Analysts Hike Seagate Stock Price Targets to $800 After 16% Surge

Seagate Technology's fiscal Q3 earnings beat and strong forward guidance led to a 16% after-hours surge, prompting analysts to significantly raise their Seagate stock price target projections for 2027.
By John Zadeh -
Seagate 44TB hard drive reflecting a $800 projection, illustrating the surging Seagate stock price target and $3.11B revenue

Key Takeaways

  • Seagate Technology's fiscal third-quarter results significantly exceeded Wall Street estimates for both revenue and earnings per share.
  • Leading investment banks, including Morgan Stanley and Loop Capital, issued aggressive upgrades and raised Seagate stock price target projections, with some seeing valuations over $1,000.
  • The company's Mozaic 4+ HAMR technology, providing up to 44TB per drive, is crucial for addressing the massive data storage needs of AI applications in cloud data centers.
  • A combination of high AI demand and constrained supply in the storage sector is enabling manufacturers like Seagate to achieve significant pricing power and margin expansion.
  • The strong performance of Seagate has validated broader data center infrastructure spending, causing sympathy rallies in related technology stocks like Western Digital and Micron.

Required task 1:
How many lines in the listing below contain the string "door"? Give only the number.
Required task 2:
Can you continue the Seagate price-target article above, starting right after its last key takeaway?

Dataset rows:

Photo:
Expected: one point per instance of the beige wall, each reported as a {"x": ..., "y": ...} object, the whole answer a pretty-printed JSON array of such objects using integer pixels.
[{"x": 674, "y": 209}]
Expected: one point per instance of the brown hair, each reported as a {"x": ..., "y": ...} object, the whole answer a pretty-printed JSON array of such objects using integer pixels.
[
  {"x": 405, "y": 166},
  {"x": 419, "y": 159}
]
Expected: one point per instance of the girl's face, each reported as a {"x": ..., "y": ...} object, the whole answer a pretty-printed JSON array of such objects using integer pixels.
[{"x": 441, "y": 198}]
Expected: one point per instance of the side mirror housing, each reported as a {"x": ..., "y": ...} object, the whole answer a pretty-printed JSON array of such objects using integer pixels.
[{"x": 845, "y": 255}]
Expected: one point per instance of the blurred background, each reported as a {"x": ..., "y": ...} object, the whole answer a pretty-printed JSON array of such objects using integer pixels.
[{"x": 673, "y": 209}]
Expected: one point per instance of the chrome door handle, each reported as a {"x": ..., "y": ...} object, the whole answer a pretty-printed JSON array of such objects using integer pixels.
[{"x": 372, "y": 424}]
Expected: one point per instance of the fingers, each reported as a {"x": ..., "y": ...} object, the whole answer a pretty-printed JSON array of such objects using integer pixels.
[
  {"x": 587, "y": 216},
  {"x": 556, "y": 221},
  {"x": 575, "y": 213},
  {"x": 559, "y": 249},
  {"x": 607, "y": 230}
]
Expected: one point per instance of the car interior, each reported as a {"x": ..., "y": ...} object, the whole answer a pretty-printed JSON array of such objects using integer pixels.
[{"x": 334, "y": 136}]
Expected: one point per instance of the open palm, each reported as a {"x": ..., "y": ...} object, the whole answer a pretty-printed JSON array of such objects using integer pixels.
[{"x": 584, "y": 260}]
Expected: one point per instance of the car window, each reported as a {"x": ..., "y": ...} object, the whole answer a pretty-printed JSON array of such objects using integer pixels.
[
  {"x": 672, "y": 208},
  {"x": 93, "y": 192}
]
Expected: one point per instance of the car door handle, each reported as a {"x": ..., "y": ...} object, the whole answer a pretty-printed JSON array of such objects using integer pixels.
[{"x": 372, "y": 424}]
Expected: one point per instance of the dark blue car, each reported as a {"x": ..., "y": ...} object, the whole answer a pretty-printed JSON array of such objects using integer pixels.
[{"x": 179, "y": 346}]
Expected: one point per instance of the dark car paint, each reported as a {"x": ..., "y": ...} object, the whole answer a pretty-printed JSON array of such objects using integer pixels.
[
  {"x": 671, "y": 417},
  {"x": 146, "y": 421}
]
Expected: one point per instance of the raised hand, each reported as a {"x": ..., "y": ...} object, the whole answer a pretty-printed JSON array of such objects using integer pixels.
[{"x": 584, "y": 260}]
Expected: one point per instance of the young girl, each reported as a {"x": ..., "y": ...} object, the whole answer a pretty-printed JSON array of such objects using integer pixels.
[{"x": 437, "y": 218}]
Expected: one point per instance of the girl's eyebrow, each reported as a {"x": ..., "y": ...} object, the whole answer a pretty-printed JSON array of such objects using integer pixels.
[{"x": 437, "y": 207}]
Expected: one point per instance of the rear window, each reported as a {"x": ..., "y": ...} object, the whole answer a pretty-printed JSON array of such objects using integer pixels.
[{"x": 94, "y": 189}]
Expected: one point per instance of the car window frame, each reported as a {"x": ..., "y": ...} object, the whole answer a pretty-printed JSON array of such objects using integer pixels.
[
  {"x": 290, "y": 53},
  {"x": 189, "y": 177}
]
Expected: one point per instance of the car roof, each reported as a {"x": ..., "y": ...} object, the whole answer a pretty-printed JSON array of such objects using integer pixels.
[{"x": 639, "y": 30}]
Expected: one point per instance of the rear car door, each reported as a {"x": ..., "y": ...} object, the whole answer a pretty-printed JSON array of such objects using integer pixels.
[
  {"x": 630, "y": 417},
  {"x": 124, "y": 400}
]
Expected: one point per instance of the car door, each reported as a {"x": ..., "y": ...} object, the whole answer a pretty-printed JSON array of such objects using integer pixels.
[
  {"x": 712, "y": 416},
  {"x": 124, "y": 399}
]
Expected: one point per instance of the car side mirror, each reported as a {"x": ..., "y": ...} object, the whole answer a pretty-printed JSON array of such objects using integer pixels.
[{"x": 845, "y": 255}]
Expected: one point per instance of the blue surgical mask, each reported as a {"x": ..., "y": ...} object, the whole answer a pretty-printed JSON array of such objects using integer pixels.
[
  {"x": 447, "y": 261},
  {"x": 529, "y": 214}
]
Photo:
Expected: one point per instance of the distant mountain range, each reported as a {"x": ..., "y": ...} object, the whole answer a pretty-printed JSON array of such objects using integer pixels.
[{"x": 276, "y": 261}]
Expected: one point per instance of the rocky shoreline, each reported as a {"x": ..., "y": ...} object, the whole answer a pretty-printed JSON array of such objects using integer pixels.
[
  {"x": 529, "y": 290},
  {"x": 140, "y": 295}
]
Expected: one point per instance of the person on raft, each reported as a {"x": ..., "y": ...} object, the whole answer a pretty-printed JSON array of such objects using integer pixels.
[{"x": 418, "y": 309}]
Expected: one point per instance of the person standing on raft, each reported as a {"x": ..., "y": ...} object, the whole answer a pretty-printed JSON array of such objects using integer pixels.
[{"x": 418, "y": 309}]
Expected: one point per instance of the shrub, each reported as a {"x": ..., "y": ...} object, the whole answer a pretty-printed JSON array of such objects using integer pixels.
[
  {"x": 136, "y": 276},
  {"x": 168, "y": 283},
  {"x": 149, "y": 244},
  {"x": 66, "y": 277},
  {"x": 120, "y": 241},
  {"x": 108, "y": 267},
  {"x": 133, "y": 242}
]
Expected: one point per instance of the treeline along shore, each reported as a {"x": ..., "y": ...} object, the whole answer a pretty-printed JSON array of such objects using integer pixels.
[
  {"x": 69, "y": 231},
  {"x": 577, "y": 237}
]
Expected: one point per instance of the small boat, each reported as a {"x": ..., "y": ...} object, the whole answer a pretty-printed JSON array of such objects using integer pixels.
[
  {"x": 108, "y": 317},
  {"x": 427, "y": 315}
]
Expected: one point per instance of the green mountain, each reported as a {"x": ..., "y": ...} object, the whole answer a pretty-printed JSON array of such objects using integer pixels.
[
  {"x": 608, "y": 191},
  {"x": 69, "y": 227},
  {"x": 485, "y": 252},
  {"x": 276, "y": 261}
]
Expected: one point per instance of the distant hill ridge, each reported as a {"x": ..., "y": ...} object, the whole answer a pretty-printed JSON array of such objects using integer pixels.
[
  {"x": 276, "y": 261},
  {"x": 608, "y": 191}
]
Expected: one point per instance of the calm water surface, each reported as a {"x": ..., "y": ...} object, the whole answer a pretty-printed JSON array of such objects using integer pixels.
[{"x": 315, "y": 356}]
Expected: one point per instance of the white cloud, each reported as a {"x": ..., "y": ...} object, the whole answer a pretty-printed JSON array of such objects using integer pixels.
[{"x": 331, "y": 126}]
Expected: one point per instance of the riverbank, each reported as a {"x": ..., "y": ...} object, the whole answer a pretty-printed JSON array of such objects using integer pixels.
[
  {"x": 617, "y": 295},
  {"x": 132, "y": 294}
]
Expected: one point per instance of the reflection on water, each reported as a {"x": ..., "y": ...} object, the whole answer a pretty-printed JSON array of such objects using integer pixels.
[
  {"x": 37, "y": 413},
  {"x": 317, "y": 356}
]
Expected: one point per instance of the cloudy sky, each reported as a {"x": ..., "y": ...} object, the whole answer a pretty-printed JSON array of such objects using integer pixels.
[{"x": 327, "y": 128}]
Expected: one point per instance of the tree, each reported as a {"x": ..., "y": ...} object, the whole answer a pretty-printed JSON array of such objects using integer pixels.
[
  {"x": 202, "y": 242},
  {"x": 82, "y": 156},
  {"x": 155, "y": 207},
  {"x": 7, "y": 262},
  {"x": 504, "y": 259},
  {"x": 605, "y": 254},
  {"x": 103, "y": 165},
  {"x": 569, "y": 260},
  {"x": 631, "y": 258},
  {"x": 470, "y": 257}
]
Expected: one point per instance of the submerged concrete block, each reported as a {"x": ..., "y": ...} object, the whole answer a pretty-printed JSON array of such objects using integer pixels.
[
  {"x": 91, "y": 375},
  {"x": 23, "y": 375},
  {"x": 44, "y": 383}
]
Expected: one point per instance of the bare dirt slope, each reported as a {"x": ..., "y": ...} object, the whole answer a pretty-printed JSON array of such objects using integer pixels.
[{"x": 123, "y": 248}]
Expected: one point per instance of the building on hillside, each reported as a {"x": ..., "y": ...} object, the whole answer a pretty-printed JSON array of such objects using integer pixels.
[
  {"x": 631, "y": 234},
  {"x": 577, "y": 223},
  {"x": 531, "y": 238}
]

Written reply 1:
4

Written reply 2:
Seagate Technology capped an extraordinary annual stock gain with a massive 16% after-hours surge on 28 April 2026, following its fiscal third-quarter earnings release. The dramatic upward movement was triggered by a substantial earnings beat and exceptional forward guidance that forced Wall Street to rapidly revise its financial models.

Following the results, sweeping upgrades on 29 April saw analysts significantly raise their Seagate stock price target projections. This rapid recalibration reflects a sudden shift in institutional understanding of artificial intelligence infrastructure spending. The underlying data centre demand is translating directly into hardware profits much faster than previously anticipated.

What follows is a comprehensive breakdown of the specific financial metrics, the physical storage technology driving the surge, and exactly what this baseline reset means for the broader hardware sector.

Wall Street Recalibrates With Aggressive Valuation Hikes

The flurry of analyst actions that hit trading desks on Wednesday morning was immediate and aggressive. Institutional coverage scrambled to catch up with the company’s forward momentum, resulting in a wave of projection increases across major investment banks. Morgan Stanley established itself as the most aggressive bull in the technology hardware sector.

The underlying mathematics of these new valuations rely heavily on calendar year 2027 profit expectations. Analysts are projecting that current artificial intelligence capital expenditures will result in sustained, multi-year margin expansion for storage providers.

Firm New Price Projection Rating
Loop Capital $800 Buy
Morgan Stanley $767 Overweight
Bank of America $700 Buy
Mizuho $700 Outperform
UBS $515 Neutral

Loop Capital raised its projection to $800, while Morgan Stanley increased its base target to $767. According to market reports, the highest tier of Wall Street optimism belongs to Morgan Stanley’s bull-case scenario, which calculates a $1,131 valuation. This specific ceiling is based on assigning a 22-times multiple to a 2027 earnings estimate of $51.39 per share.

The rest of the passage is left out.